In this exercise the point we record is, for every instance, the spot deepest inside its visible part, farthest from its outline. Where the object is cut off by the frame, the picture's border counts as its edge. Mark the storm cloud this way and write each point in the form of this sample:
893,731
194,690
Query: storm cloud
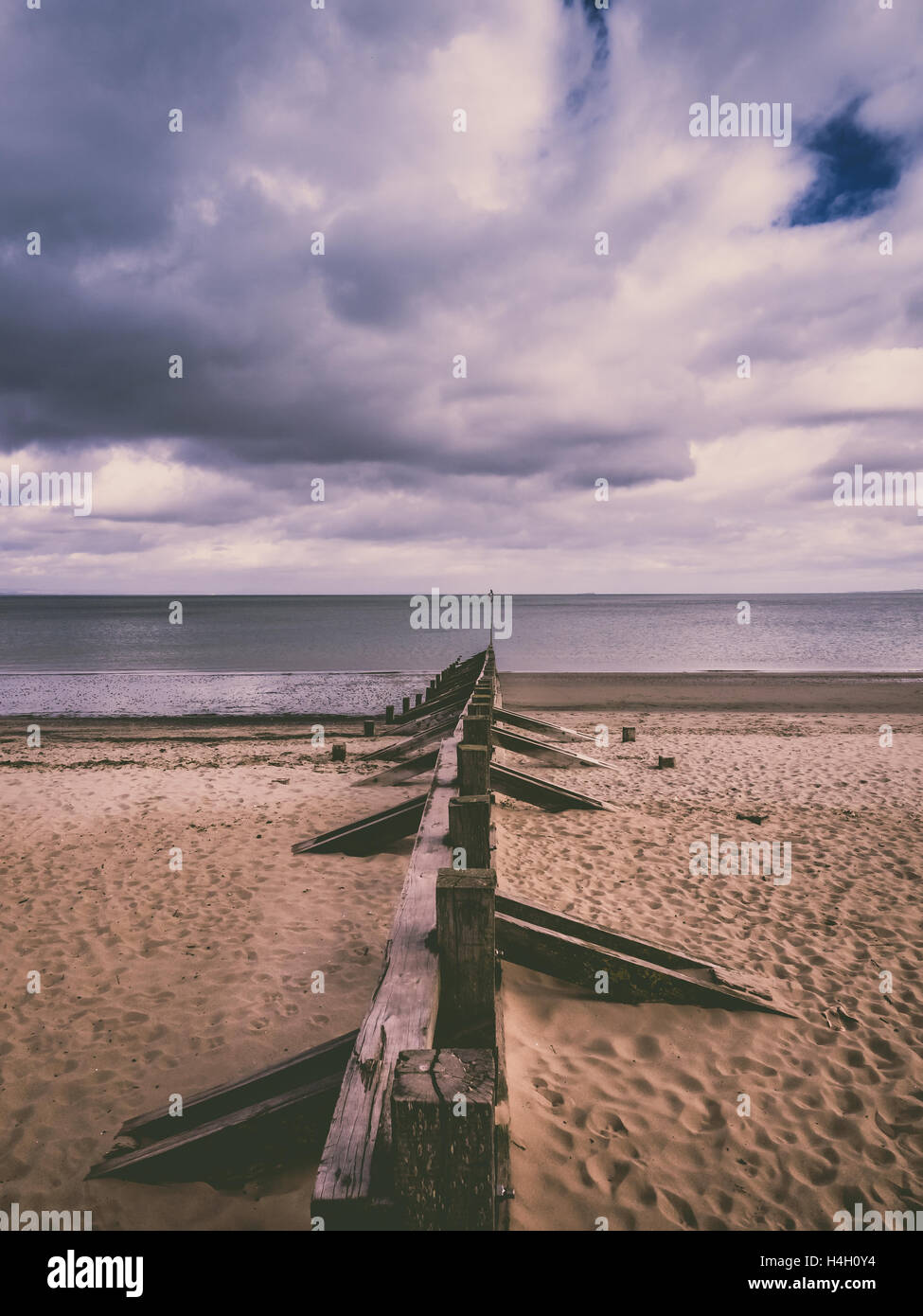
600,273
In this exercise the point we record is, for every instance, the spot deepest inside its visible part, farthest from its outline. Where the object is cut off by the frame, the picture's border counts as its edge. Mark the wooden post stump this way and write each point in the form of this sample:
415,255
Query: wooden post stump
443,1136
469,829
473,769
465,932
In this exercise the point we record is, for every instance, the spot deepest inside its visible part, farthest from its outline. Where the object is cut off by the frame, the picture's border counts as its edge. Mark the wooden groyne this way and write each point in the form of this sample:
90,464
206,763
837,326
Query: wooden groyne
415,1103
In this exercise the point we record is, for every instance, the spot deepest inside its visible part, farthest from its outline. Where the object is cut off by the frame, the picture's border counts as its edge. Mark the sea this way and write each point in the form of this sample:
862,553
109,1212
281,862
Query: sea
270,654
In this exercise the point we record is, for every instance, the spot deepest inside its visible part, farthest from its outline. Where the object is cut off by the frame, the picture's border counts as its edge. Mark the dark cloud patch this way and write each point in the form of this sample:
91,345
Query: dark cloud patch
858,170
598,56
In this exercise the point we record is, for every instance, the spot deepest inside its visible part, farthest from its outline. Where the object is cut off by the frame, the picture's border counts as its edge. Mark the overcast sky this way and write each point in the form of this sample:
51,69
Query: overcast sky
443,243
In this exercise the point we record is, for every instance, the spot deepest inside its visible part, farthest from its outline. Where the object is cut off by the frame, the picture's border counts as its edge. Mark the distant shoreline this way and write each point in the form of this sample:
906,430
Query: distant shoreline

§

§ TASK PROMPT
Print the records exactly and omit all pictures.

§ ANSWER TO THIS PROBLEM
In this exercise the point we record is, for every instance, the spot deepest inside its visible part, farthest from its outline. Where the object is cut off by the frame, the picture's border counts as its edge. Mark the storm cloud this way and write each point in the form of this sample:
893,731
194,690
Query: storm cloud
600,273
In this exercise the point we record is, for every instance, the spot deepest inside its visible part, farthest from its outline. Where the object is cut off by the frame, the picture's border counts as its edge. Mark the wooden post stump this way and write each point in the form of this sample:
415,255
Query: wooden post stump
443,1136
469,829
473,769
465,932
In this exercise the point we record is, for every instance, the spot deepest inside its visible part, farthest from its outline. Where the object is cut off by the frame, the picture's border counts as its edge. Mark the wooden groyne this way and write each point in the form of this sample:
90,464
206,763
837,326
Query: wooden groyne
415,1103
In this exercise the point we record is, for every instance, the spot deepest inside its visible part, farthest from its outline. Where the object is cut off by the frame, the picture's border counts as its edge. Mark the sea this way and write each point in the form of this sample:
862,553
109,1212
281,862
Query: sea
270,654
In this exercise the point we record is, for every instance, the spot deepest inside its visible part, farthest from its outline. Where the object is cut off by the frame, the picture's border counts as its edge. Mark the dark cloud patch this way and write each point in the form of this sample:
91,345
Query: dark cloud patch
858,170
598,56
In this exercise the point we record is, for every instance, the spot deepest inside its visible part, farthest from its outline. Where the object is cut off by the frame, the picture's border counts as its edge. Mark the overcast sky this way and write each point in the form of this sample:
51,69
Query: overcast sky
443,243
In this exercise the point we record is, for every instance, the spot deepest inside its visible part, farthest from its outline. Where the object is cut off by the frame, the picture's border counts as its edge. Mark the distant shoreline this way and write each point in the form of this sample:
906,430
Query: distant shoreline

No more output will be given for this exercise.